- [Required work]
[1] Duplicate the stretch of the LAKE interview from "From the monotony" through "to the blog!".
[2] According to the LAKE interview, in what year did Andrew Dorsett join the band?
[3] Carry the interview with Ashley Eriksson of LAKE further, picking up right after its final sentence.

"The process of crafting a song connects me to the world." (An Interview With Ashley Eriksson of LAKE)

From the monotony to the soaring colors laced through the everyday, Half Mystic delights in music that accompanies us through every permanence and transparency, every love and grief, every mundane magic. LAKE is a band we’ve long admired, offering music that mirrors the moments we too easily forget—the moments that nonetheless build a life. Please join us in welcoming Ashley Eriksson of LAKE to the blog! 

HM: LAKE was founded over 15 years ago, in 2005. What are some of the biggest lessons you’ve learned over that time, both personally and artistically?

AE: We chose LAKE as a name 14 years ago, and from that point we just started making and never stopped. Eli [Moore] and I write most of LAKE’s lyrics; we’re the remaining founding members. Andrew [Dorsett] joined in 2006, so he’s also been with us since almost the very beginning. I was in a band with him before LAKE, actually! Personally, I think we’re able to keep this band concept alive as the world changes around us because Eli and I have been a couple for 13 years. Artistically, we’ve found a system that works. It can grow dull to play only old material, so we try to mix in new songs, work we’re still excited about. We ride that excitement as much as we can while still honoring the music we need to play to promote or record an album. 

You began in Olympia, Washington. How has the Pacific Northwest impacted your voice?

Olympia is an excellent place to start making music—every house I ever visited for band practice regularly hosted several other bands, too. There’s a huge house show culture in Olympia, which translates to the removal of barriers that come from playing shows in venues that are required to make money. We felt incredibly supported to explore our artistry, and there were so many places to gather and celebrate music. It was our beginning and the place we return to.

Several of your songs have been featured on Cartoon Network’s hit television series Adventure Time, including the wildly popular “Christmas Island”, which is the end credits theme for the show. Tell us about your experience being part of such a huge cultural phenomenon.

I’m extraordinarily grateful to have written a song that so many seem to love—and on the flip side, I do sometimes wish the band could reach folks beyond the world of that one song, and invite them to explore more of LAKE! But ultimately, it doesn’t serve me to value my songs, or to judge them by their popularity. I have to judge them by my own pride in them. I don’t believe “Christmas Island” is better or more special than any of LAKE’s other work, though sometimes it’s easy to fall into that trap. And, as for the cultural phenomenon that is Adventure Time, we are just so, so immensely lucky to have been a tiny part of such a creative and brilliant show.

LAKE defies genre across the span of your work, weaving in elements of indie, rock, pop, jazz, folk, and experimental noise. What about the creation process for an album draws you to a particular sound?

I would name three phases to determining the sound we create on an album—the songwriting phase, the band phase, and the recording phase. The song has its own influences. Eli and I might be writing music in a style typical to us, or we might try a new approach we’ve been thinking about. Next we bring the work-in-progress to the rest of LAKE and, depending on who is in the band at the time, we divide up the various parts and compose ideas for presenting the song live. Finally, we record the song in the way we’d played it all together, adding any extra beats or rhythms we’re craving when listening back in the control room or our bedroom.

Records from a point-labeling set
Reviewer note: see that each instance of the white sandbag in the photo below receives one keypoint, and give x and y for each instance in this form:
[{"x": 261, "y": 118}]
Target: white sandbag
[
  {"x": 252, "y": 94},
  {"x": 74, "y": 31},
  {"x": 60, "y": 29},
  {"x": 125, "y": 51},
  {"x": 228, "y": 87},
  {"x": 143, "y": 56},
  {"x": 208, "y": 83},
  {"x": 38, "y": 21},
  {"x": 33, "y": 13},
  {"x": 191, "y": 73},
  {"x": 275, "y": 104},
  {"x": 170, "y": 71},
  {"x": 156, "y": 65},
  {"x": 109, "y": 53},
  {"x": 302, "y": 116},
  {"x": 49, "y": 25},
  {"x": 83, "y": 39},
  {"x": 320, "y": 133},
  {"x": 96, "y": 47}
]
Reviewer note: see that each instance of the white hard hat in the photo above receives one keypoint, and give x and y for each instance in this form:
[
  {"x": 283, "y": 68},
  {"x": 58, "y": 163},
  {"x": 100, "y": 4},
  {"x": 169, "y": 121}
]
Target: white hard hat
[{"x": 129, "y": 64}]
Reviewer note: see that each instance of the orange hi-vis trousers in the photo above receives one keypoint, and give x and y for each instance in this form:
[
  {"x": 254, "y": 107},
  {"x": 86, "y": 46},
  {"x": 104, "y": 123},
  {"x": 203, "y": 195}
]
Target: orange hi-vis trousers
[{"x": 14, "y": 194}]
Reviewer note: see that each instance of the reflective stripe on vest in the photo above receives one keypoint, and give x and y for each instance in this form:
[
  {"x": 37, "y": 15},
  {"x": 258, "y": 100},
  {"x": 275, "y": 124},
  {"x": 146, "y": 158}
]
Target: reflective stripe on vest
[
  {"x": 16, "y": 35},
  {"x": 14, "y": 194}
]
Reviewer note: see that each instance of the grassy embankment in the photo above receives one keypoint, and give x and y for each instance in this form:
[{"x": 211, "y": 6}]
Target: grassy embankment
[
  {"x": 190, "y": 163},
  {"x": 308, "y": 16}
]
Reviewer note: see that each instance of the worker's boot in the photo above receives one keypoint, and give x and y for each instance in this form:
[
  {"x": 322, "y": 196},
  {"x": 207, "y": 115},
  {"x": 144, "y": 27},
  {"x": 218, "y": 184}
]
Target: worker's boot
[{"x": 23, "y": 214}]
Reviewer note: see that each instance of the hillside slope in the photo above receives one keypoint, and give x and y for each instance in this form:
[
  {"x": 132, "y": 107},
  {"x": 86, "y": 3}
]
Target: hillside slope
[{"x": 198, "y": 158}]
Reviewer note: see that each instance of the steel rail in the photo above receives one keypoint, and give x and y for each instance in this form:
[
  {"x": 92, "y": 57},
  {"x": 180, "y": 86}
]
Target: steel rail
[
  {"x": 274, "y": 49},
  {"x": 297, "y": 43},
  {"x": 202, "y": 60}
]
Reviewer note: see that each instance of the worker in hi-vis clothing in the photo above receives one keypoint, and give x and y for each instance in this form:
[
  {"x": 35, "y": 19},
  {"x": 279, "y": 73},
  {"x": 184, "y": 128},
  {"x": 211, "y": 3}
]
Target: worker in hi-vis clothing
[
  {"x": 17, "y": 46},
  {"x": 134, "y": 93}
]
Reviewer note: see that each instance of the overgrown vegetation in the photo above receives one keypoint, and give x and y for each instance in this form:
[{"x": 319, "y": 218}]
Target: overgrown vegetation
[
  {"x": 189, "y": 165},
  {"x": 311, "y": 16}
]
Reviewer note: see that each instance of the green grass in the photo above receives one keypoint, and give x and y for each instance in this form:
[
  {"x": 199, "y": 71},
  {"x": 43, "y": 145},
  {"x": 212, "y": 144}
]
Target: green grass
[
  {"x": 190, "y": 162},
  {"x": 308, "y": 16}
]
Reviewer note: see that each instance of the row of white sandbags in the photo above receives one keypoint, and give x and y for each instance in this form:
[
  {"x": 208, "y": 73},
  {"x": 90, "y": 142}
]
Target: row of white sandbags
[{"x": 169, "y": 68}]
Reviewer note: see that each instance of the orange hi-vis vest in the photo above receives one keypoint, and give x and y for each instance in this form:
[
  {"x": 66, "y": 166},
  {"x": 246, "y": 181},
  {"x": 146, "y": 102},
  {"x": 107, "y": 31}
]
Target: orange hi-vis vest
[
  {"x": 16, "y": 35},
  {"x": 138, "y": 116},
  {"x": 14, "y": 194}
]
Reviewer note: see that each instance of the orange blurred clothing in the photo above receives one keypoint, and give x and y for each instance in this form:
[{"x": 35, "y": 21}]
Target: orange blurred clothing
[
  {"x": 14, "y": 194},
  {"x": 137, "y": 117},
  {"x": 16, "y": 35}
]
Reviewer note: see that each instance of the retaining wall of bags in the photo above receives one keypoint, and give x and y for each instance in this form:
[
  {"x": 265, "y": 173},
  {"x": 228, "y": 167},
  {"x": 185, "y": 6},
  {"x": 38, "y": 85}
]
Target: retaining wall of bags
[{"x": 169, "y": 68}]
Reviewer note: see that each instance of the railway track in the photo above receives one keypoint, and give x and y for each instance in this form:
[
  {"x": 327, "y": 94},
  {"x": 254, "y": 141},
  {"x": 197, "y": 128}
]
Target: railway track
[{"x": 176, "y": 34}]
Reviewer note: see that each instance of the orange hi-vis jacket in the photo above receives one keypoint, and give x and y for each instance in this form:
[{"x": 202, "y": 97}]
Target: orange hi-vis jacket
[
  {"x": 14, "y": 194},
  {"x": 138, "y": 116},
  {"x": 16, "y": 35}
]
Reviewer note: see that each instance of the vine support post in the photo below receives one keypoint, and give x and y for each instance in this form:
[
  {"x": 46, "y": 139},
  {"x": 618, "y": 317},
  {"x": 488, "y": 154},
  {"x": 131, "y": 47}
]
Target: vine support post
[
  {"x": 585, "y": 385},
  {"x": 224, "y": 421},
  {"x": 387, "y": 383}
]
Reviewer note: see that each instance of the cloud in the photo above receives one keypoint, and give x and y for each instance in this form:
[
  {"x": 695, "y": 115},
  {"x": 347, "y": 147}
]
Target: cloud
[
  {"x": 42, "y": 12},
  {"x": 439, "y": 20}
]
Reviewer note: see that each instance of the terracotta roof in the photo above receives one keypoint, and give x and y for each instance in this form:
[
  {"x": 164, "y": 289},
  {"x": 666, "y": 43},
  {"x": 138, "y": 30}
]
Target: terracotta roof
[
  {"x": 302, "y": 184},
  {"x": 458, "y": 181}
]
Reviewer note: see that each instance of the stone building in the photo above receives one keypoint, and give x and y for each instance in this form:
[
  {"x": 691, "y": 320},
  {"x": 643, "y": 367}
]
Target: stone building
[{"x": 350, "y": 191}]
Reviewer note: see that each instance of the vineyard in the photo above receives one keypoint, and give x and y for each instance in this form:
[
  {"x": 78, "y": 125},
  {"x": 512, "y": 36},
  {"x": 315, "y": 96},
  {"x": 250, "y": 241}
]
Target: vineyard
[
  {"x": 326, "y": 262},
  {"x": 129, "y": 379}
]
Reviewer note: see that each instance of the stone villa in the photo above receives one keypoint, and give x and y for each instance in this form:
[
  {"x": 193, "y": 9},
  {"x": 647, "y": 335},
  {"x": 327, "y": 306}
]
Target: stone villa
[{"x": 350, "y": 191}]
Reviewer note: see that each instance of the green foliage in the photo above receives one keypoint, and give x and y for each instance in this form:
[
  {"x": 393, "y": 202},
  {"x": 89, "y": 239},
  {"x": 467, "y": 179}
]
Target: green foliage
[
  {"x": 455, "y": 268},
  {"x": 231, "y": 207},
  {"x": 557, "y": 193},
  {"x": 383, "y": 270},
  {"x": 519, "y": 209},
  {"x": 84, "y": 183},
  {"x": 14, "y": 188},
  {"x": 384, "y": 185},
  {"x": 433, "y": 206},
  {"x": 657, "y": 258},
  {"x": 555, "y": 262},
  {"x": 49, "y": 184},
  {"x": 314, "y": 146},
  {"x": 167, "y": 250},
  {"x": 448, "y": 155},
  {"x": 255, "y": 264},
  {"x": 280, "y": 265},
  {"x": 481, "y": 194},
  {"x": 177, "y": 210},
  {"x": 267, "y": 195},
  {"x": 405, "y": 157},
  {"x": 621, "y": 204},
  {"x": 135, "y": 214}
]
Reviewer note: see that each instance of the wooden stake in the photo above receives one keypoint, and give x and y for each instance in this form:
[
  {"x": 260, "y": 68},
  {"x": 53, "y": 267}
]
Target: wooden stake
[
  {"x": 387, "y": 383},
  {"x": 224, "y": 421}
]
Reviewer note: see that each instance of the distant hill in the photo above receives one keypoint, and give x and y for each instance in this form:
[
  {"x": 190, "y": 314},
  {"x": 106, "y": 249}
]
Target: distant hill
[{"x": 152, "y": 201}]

- [Outputs]
[1]
From the monotony to the soaring colors laced through the everyday, Half Mystic delights in music that accompanies us through every permanence and transparency, every love and grief, every mundane magic. LAKE is a band we’ve long admired, offering music that mirrors the moments we too easily forget—the moments that nonetheless build a life. Please join us in welcoming Ashley Eriksson of LAKE to the blog!

[2] 2006

[3]
But the question of what draws us to any particular sound is a harder one. I think in a way we are always trying to outdo ourselves, and so in each album we push for something a little different from, a little juxtaposed to what came before. With Giving & Receiving, we realized there was a kind of adult contemporary sound we had yet to explore, so we leaned into that newness. With Roundelay, our most recent album release, we were a 3-piece for the first time in the history of the band—so the recordings are spun out of live tracks consisting solely of Andrew on drums, Eli on guitar, and me on bass.

“She Plays One Chord” is one of the most popular songs you’ve ever released; did you expect it to be such a fan favorite, or did its universal appeal surprise you?

“She Plays One Chord” is a rhythmically driven song, and I’m not surprised that that immediacy draws a listener in. Andrew wrote the percussion even before Eli and I added chords and lyrics, which is unusual for us. I do also believe the somewhat vague refrain of “she plays one chord” might resonate for the questions that it raises: who is this “she”? What’s the significance of the single chord? 

How has working in a collective band dynamic influenced you individually?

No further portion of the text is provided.